*GIVEN TASK 1*.
Please reproduce the market commentary below word for word, from "In the press" to "level since December.".
** start of DOCUMENT TEXT **
AUD/USD shows resilience amid US-China tariff reductions and cooling inflation data, with market focus shifting to the RBA's anticipated rate cut next week and its potential impact on the Australian dollar.
Written by
Market Analyst
United States (US) stock markets surged this week after the US and China agreed to significantly lower tariffs for 90 days, while cooler consumer price index (CPI) and producer price index (PPI) data reenergised expectations for Federal Reserve (Fed) easing later this year.
Locally, the Australia 200 was supported by gains on Wall Street after the US and China agreed to roll back tariffs. The Australia 200 was also supported by a 'goldilocks' labour force report for April, which showed the Australian dollar labour market remains in good shape without being too tight to prevent the Reserve Bank of Australia (RBA) cutting interest rates next week.
At its last meeting in April, the RBA kept its official cash rate unchanged at 4.10%. Its 'on-hold' decision was widely expected and followed a 25 basis point (bp) rate cut at its February board meeting, which was its first cut since November 2020.
The RBA noted that the continued decline in inflation was welcome. However, it needs to continue to ease in line with forecasts, to increase confidence that it will return sustainably to target.
'Nevertheless, the Board needs to be confident that this progress will continue so that inflation returns to the midpoint of the target band on a sustainable basis.'
The language from the February meeting had more dovish undercurrents. Previously, the Board said it was 'cautious on prospects for further policy easing,' but in April, it said it was 'cautious about the outlook' noting an uncertain global environment influenced by tariff risks.
In the press conference, RBA Governor Bullock sounded balanced, noting that the decision to hold rates was a consensus decision and that the board did not explicitly consider another rate cut. However, she did not push back against market expectations of further easing, as she did in February.
With trimmed mean inflation for Q1 2025 at 2.9% YoY - back into the RBA's 2% - 3% target for the first time since fourth quarter (Q4) 2021, coupled with downside risks to global growth due to still elevated tariffs, we expect the RBA to lower rates by 25 bp to 3.85% at its meeting next week.
RBA cash rate chart
For March, the UK's annual inflation rate slowed to 2.6% from 2% - 8% in February, falling below both market expectations and the Bank of England (BoE) forecast of 2.7%. Annual core inflation eased to 3.4% from 3.5%, matching market consensus while registering its lowest level since December.
The more moderate inflation numbers enabled the BoE to lower its official cash rate by 25 bp to 4.25% three weeks later at its meeting in early May. The decision was narrowly passed with a 5:4 vote; two members advocated for a more significant reduction to 4%, while two others preferred keeping the rate at 4.5%.
Looking forward, a temporary increase in headline inflation is expected to 3.5% in the third quarter (Q3), due to earlier energy price spikes, before easing thereafter. The anticipated increase may begin to materialise in April, with preliminary forecasts suggesting headline inflation will rise to 3.1%.
In April 2025, the US economy showed signs of slowing. The S&P Flash US Composite PMI dropped to 50.6 from 53.5 in March, indicating the weakest private sector expansion since September 2023. Uncertainties related to US trade policy weighed on sentiment. The Manufacturing PMI held steady at 50.2, while the Services PMI fell to 50.8 from 54.4, marking a 17-month low in growth.
** end of DOCUMENT TEXT **
** start of RECORD SET **
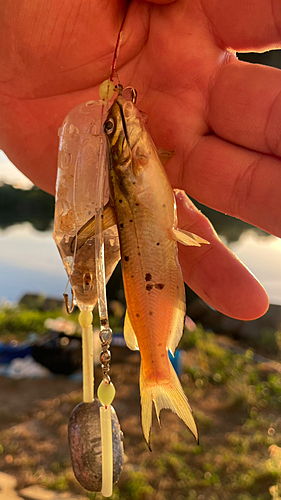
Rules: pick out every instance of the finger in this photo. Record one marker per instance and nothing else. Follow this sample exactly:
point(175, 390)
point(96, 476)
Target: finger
point(235, 181)
point(214, 272)
point(245, 25)
point(245, 106)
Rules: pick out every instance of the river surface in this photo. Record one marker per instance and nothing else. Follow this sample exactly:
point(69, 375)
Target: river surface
point(30, 262)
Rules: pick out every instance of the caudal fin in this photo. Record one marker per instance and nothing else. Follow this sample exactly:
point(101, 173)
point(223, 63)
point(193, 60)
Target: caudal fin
point(168, 395)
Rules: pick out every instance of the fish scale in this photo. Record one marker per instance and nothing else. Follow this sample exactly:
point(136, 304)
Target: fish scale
point(145, 211)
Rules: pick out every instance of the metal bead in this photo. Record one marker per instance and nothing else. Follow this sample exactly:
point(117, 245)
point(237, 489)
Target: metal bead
point(105, 357)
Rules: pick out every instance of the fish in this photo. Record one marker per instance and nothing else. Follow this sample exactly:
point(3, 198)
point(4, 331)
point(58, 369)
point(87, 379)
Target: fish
point(145, 210)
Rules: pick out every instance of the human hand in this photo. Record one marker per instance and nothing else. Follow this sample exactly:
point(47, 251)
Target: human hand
point(219, 115)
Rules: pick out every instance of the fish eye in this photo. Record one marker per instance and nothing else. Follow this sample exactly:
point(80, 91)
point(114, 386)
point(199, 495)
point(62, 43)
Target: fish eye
point(108, 126)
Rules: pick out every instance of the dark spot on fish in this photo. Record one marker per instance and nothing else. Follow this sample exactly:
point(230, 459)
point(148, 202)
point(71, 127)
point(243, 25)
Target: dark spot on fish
point(159, 286)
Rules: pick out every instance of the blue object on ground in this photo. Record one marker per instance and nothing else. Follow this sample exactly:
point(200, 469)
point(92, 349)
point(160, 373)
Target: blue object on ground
point(10, 351)
point(177, 361)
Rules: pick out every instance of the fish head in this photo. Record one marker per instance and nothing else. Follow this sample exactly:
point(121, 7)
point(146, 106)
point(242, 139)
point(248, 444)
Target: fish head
point(124, 130)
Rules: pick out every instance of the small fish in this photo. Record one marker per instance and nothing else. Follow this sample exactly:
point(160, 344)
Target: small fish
point(146, 215)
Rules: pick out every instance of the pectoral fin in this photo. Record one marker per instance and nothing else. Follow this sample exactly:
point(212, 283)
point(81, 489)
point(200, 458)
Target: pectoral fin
point(187, 238)
point(129, 334)
point(89, 229)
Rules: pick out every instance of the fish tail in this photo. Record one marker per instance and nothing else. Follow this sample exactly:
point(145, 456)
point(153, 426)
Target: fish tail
point(170, 395)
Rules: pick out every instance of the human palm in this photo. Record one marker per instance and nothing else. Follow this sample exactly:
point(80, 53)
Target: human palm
point(219, 116)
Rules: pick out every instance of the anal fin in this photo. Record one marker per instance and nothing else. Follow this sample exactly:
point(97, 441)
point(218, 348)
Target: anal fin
** end of RECORD SET **
*GIVEN TASK 2*.
Return each line of the entries above that contains the string "spot", matching case exactly.

*WRITTEN REPLY 1*.
In the press conference, RBA Governor Bullock sounded balanced, noting that the decision to hold rates was a consensus decision and that the board did not explicitly consider another rate cut. However, she did not push back against market expectations of further easing, as she did in February.
With trimmed mean inflation for Q1 2025 at 2.9% YoY - back into the RBA's 2% - 3% target for the first time since fourth quarter (Q4) 2021, coupled with downside risks to global growth due to still elevated tariffs, we expect the RBA to lower rates by 25 bp to 3.85% at its meeting next week.
RBA cash rate chart
For March, the UK's annual inflation rate slowed to 2.6% from 2% - 8% in February, falling below both market expectations and the Bank of England (BoE) forecast of 2.7%. Annual core inflation eased to 3.4% from 3.5%, matching market consensus while registering its lowest level since December.

*WRITTEN REPLY 2*.
Rules: pick out every instance of the dark spot on fish in this photo. Record one marker per instance and nothing else. Follow this sample exactly:
Target: dark spot on fish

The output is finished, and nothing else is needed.